Document extract:
..........

Other Words for Home, Jasmine Warga
I flew through this sweet middle-grade novel in verse, narrated by Jude, who leaves her native Syria (with her mother) to live with relatives in Cincinnati. She misses her father, brother and best friend terribly, but gradually adjusts to her new life. Lovely.

The Feminist Agenda of Jemima Kincaid, Kate Hattemer
It’s April of Jemima Kincaid’s senior year and she’s burning to do something big to leave a legacy at her tony prep school. But she’s also dealing with teenage stuff: learning to drive, an inconvenient crush, friction with her best friend. A fun novel with a likable, flawed protagonist learning to confront her own privilege. (Warning: some truly cringeworthy teenage sex.)

Flying Free: My Victory Over Fear to Become the First Latina Pilot on the U.S. Aerobatic Team, Cecilia Aragon
Bullied as a child in her small Indiana town, Aragon found her way to a career in computer science, but still struggled with crippling fear and anxiety. A coworker’s love for flying ignited her own, and she threw herself into her new hobby, eventually competing on the U.S. Aerobatic Team. This straightforward, fascinating memoir chronicles her journey. To review for Shelf Awareness (out Sept. 22).

Shalom Sistas: Living Wholeheartedly in a Brokenhearted World, Osheta Moore
Moore is a wise, compassionate voice on Instagram and elsewhere, and this, her first book, is about pursuing shalom – God’s vision for true peace. It’s part memoir, part theology, part real talk. Warm and thoughtful.

Emily of Deep Valley, Maud Hart Lovelace
I picked up this lesser-known classic by the author of the Betsy-Tacy series for a reread. Emily Webster is one of my favorite heroines: thoughtful, sensitive and brave. She struggles with loneliness after finishing high school and feeling stuck in her small town, but she learns to “muster her wits” and build a life for herself. I love her story so much.

..........

Provided material:
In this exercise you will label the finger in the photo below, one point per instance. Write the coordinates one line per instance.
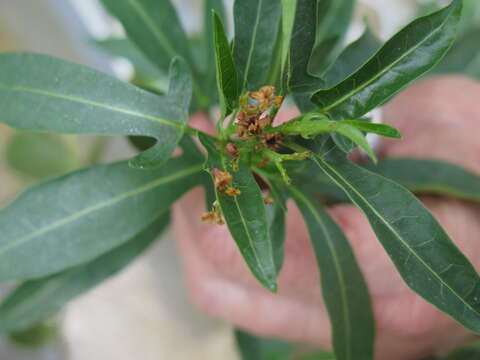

..........

Task description:
In the book reviews, which city does Jude move to from Syria?

In response:
Cincinnati.